--- Исходный текст ---

------------

Таким образом, я целиком направлен на другого. Бахтин постоянно подчеркивает, что по сравнению с я другой находится в привилегированной позиции. Человек, если не обращается к техническим ухищрениям, не видит большей части своего тела, да и собственного лица, тогда как другой, наоборот, не может абстрагироваться от мимики и жестики собеседника:
Моя наружность, то есть все без исключения экспрессивные моменты моего тела, переживается мною изнутри; лишь в виде разрозненных обрывков, фрагментов, болтающихся на струне внутреннего самоощущения, попадает моя наружность в поле моих внешних чувств, и прежде всего зрения. [286]
286
Там же. С. 54.
Поэтому другой обладает, по сравнению с я, избытком информации. Более того, по Бахтину, изолированного я вовсе не существует. Сам я только складывается, конституируется в диалоге с другим. При этом речь идет не только о восприятии, но и всей ценностно-моральной структуре. Уже в 1960-е годы Бахтин пишет:
Быть – значит общаться. <…> Быть – значит быть для другого и через него – для себя. У человека нет внутренней суверенной территории, он весь и всегда на границе, смотря внутрь себя, он смотрит в глаза другому или глазами другого. <…> Я не могу обойтись без другого, не могу стать самим собою без другого; я должен найти себя в другом, найдя другого в себе (во взаимоотражении, во взаимоприятии). [287]
287
Бахтин М. Заметки 1961 года // Бахтин М. Собр. соч. Т. 5. М., 1997. С. 344.
В других заметках того же периода Бахтин также подчеркивает нетождественность я, вступающего в общение с другим, чтобы вообще хоть что-то узнать о себе:
Гетерогенный состав моего образа. Человек у зеркала. Не-я во мне, т. е. бытие во мне, нечто большее во мне. В какой мере возможно объединение я и другого в одном нейтральном образе человека. Чувства, возможные только по отношению к другому (например, любовь), и чувства, возможные только к себе самому (например, самолюбие, самоотвержение и т. п.). Мне не даны мои временные и мои пространственные границы, но другой дан весь. Я вхожу в пространственный мир, другой – всегда в нем находится. [288]
288
Бахтин М. Рабочие записи 60-х – начала 70-х годов // Бахтин М. Собр. соч. Т. 6. М., 2002. С. 380.
Лишь в творческом противостоянии с другим может я познать мир. Пространство и время реальны лишь в том смысле, что в них и через них дан другой, через которого и перед лицом которого я должен теперь состояться. Бахтин даже предполагает, что доля другого в человеке должна превосходить «свою», чтобы я вообще мог существовать.
Смешение не-я и я воплощено и в бахтинской концепции авторства. Бахтин принял решающее участие в создании чужих книг;
289
См.: Poole В. Bakhtin and Cassirer. The Philosophical Origins of Bakhtins Carnival Messianism // South Atlantic Quarterly. 1998. Vol. 97.
Философский интерес Бахтина к проблеме авторства привел его к исследованию литературы. Парадоксальным образом и известность он получил прежде всего как литературовед, хотя постоянно подчеркивал, что понимал себя как философа. Возникает поэтому вопрос, почему Бахтин в 1920-е годы все более и более последовательно обращался к литературе, тогда как его интересовали в первую очередь вопросы не поэтики художественного текста, а философской антропологии.

------------

--- Задания ---
a – Замени «beige tent canopy» на «tan tent canopy» в записях на участке от строки с «Mark every instance of the beige» до конца записей включительно и приведи этот участок заново, больше ничего не меняя. Изображения в ответ не включай.
b – Продолжи текст о бахтинском понимании я и другого, начав сразу после его последнего предложения.
Текст и записи никак не связаны между собой.

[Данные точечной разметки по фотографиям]
------------

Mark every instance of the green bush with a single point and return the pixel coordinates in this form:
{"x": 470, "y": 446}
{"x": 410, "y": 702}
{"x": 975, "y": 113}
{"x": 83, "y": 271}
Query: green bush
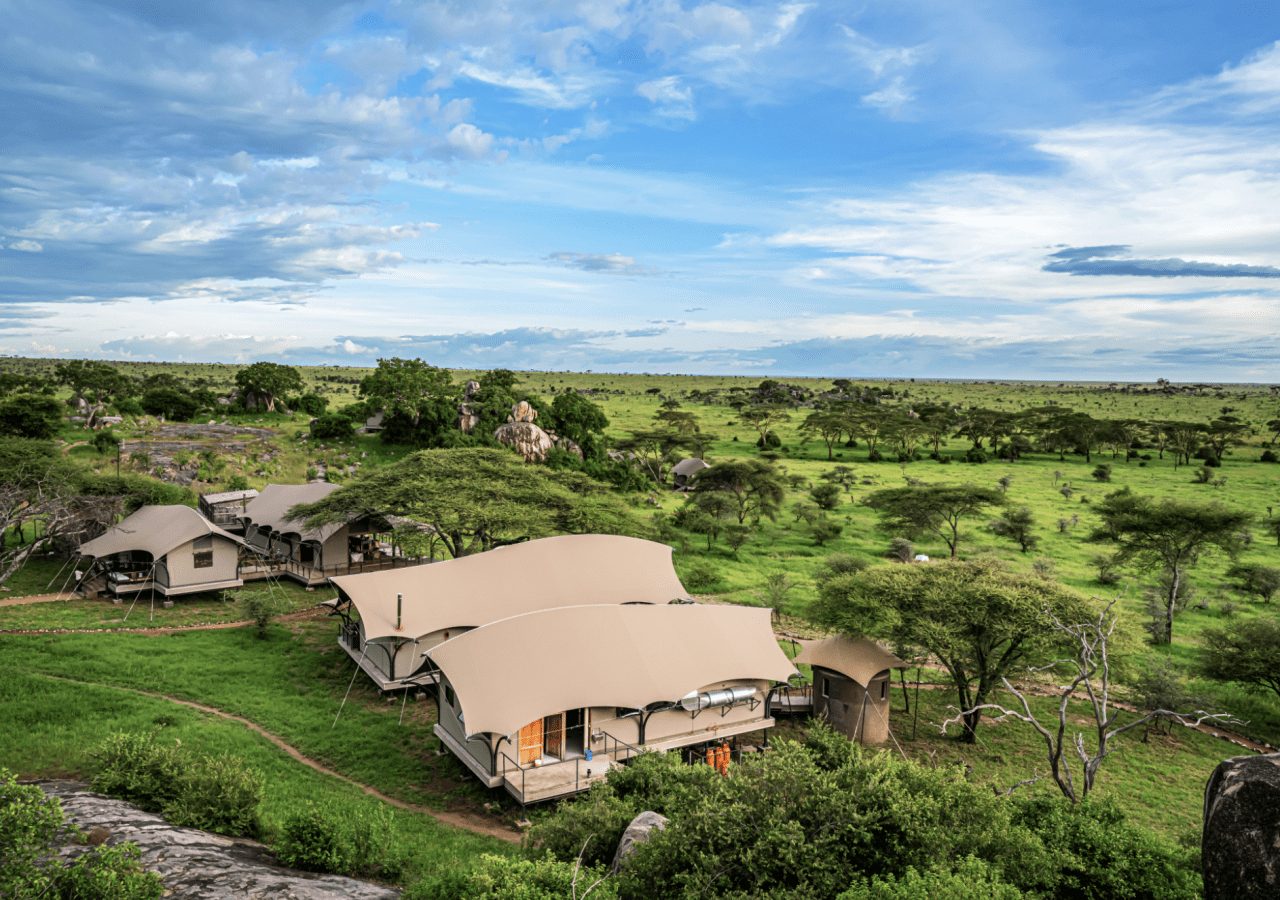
{"x": 827, "y": 818}
{"x": 352, "y": 841}
{"x": 494, "y": 877}
{"x": 209, "y": 793}
{"x": 970, "y": 880}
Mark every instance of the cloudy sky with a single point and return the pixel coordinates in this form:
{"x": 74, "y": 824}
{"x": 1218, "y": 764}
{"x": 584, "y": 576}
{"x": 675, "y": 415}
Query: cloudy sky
{"x": 886, "y": 187}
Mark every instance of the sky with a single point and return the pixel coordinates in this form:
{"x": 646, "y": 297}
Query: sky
{"x": 1022, "y": 190}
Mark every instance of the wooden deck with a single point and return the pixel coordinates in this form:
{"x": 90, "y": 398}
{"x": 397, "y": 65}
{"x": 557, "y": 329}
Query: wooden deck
{"x": 560, "y": 779}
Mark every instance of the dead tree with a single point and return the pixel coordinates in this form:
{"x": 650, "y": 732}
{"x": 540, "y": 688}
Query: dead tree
{"x": 1089, "y": 675}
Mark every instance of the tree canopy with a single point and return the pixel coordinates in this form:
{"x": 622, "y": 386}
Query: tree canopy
{"x": 937, "y": 508}
{"x": 977, "y": 617}
{"x": 478, "y": 498}
{"x": 264, "y": 383}
{"x": 1170, "y": 534}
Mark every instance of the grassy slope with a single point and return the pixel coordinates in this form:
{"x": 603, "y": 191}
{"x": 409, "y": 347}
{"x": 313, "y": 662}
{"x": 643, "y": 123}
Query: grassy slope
{"x": 51, "y": 727}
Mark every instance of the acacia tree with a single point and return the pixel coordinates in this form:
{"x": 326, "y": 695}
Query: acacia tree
{"x": 755, "y": 487}
{"x": 1016, "y": 525}
{"x": 977, "y": 617}
{"x": 419, "y": 400}
{"x": 937, "y": 508}
{"x": 1170, "y": 534}
{"x": 264, "y": 383}
{"x": 476, "y": 498}
{"x": 1089, "y": 672}
{"x": 763, "y": 417}
{"x": 827, "y": 425}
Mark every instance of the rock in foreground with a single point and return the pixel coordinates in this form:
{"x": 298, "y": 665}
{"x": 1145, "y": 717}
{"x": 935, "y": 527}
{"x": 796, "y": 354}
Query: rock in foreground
{"x": 1242, "y": 828}
{"x": 200, "y": 864}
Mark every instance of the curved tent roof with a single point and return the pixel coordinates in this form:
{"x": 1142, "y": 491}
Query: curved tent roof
{"x": 272, "y": 505}
{"x": 155, "y": 530}
{"x": 603, "y": 656}
{"x": 472, "y": 590}
{"x": 856, "y": 658}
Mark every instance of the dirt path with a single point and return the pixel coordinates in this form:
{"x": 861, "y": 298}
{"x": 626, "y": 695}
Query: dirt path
{"x": 164, "y": 629}
{"x": 476, "y": 825}
{"x": 35, "y": 598}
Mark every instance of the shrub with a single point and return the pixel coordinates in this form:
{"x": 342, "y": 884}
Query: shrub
{"x": 970, "y": 880}
{"x": 199, "y": 791}
{"x": 494, "y": 877}
{"x": 826, "y": 496}
{"x": 356, "y": 841}
{"x": 702, "y": 576}
{"x": 332, "y": 426}
{"x": 312, "y": 405}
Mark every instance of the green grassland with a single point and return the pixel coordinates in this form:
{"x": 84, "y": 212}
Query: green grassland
{"x": 293, "y": 681}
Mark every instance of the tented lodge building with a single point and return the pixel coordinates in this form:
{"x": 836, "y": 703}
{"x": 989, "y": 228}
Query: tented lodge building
{"x": 170, "y": 549}
{"x": 544, "y": 703}
{"x": 392, "y": 618}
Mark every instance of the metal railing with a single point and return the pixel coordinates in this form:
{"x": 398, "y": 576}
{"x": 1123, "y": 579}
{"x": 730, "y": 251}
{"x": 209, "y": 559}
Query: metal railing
{"x": 621, "y": 752}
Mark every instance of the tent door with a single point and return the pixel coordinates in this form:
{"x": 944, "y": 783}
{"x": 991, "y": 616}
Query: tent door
{"x": 575, "y": 732}
{"x": 553, "y": 735}
{"x": 530, "y": 741}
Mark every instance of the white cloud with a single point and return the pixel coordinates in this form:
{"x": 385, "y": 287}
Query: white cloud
{"x": 469, "y": 141}
{"x": 668, "y": 96}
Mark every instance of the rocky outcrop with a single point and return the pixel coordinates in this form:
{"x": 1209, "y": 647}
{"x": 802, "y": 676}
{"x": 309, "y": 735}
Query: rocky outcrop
{"x": 638, "y": 832}
{"x": 1240, "y": 849}
{"x": 467, "y": 419}
{"x": 199, "y": 864}
{"x": 520, "y": 432}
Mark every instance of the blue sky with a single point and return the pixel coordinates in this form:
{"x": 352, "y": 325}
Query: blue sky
{"x": 897, "y": 188}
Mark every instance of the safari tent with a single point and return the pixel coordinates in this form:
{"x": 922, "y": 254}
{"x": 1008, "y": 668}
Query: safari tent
{"x": 544, "y": 703}
{"x": 392, "y": 618}
{"x": 311, "y": 554}
{"x": 850, "y": 685}
{"x": 172, "y": 549}
{"x": 227, "y": 508}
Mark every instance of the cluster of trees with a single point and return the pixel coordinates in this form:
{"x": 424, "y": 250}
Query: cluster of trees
{"x": 905, "y": 430}
{"x": 478, "y": 498}
{"x": 49, "y": 502}
{"x": 823, "y": 818}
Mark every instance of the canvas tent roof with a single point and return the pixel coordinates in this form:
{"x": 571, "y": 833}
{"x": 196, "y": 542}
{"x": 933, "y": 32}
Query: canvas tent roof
{"x": 603, "y": 656}
{"x": 472, "y": 590}
{"x": 275, "y": 499}
{"x": 229, "y": 496}
{"x": 856, "y": 658}
{"x": 690, "y": 466}
{"x": 155, "y": 530}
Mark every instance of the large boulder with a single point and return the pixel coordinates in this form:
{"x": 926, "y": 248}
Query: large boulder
{"x": 638, "y": 832}
{"x": 521, "y": 433}
{"x": 1240, "y": 849}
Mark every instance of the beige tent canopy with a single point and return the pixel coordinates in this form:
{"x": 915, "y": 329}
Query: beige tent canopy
{"x": 513, "y": 671}
{"x": 856, "y": 658}
{"x": 155, "y": 530}
{"x": 472, "y": 590}
{"x": 270, "y": 507}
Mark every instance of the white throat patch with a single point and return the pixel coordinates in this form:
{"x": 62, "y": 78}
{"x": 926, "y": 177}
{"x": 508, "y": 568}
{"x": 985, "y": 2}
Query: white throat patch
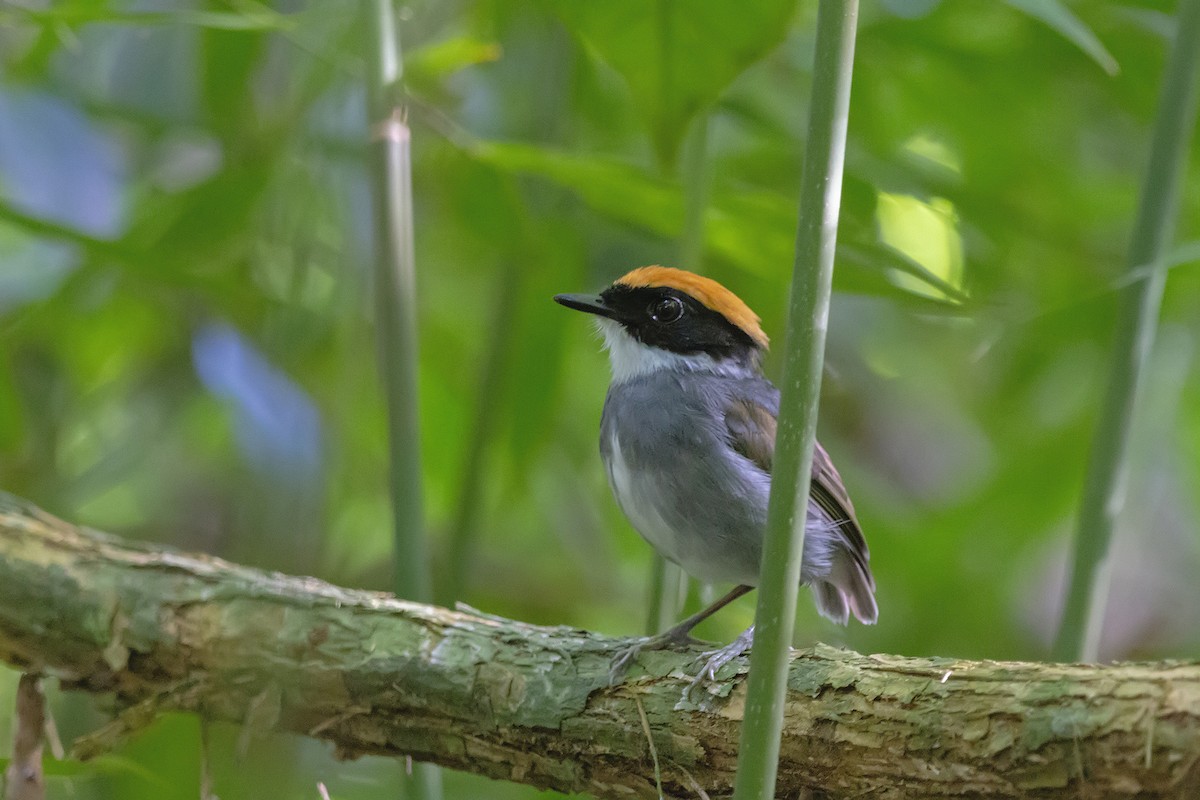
{"x": 630, "y": 359}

------------

--- Список ответов ---
a –
Mark every instance of the tan tent canopy with a single point and return the pixel coordinates in this form:
{"x": 915, "y": 329}
Query: tan tent canopy
{"x": 513, "y": 671}
{"x": 856, "y": 658}
{"x": 155, "y": 530}
{"x": 472, "y": 590}
{"x": 270, "y": 507}
Mark every instance of the white throat patch with a single point and return the pixel coordinates in this form:
{"x": 62, "y": 78}
{"x": 926, "y": 177}
{"x": 508, "y": 568}
{"x": 985, "y": 2}
Query: white throat patch
{"x": 630, "y": 359}

b –
Ответ лежит, видимо, в биографической важности для Бахтина литературных фигур и ситуаций. Литература предлагала Бахтину своего рода эрзац мира, куда отдельные люди легче вписывались, поскольку их сложность принципиально редуцировалась. С одной стороны, литература сводит жизнь к наглядно-обозримому смысловому образованию, с другой – предоставляет богатый ресурс смысла, возможностей опыта и интенсивности.
Всю советскую эпоху Бахтин оценивал как заблуждение: «Все, что было создано за эти полвека на этой безблагодатной почве под этим несвободным небом, все это в той или иной степени порочно». [290] Литература была для Бахтина более надежным коммуникативным медиумом, чем реальная жизнь, потому что литература была изначально исполнена смыслом, тогда как действительность таила абсурдные катастрофы. Художественные миры авторов, занимавших Бахтина, гарантировали ту осмысленность, что не могла раскрыться в жизненном мире советской диктатуры. Но принципиальная граница, на и над которой работал Бахтин, лежала не между реальностью и вымыслом, а между я и Другим.
290
Бочаров С. Об одном разговоре и вокруг него // Бочаров С. Сюжеты русской литературы. М., 1999. С. 475.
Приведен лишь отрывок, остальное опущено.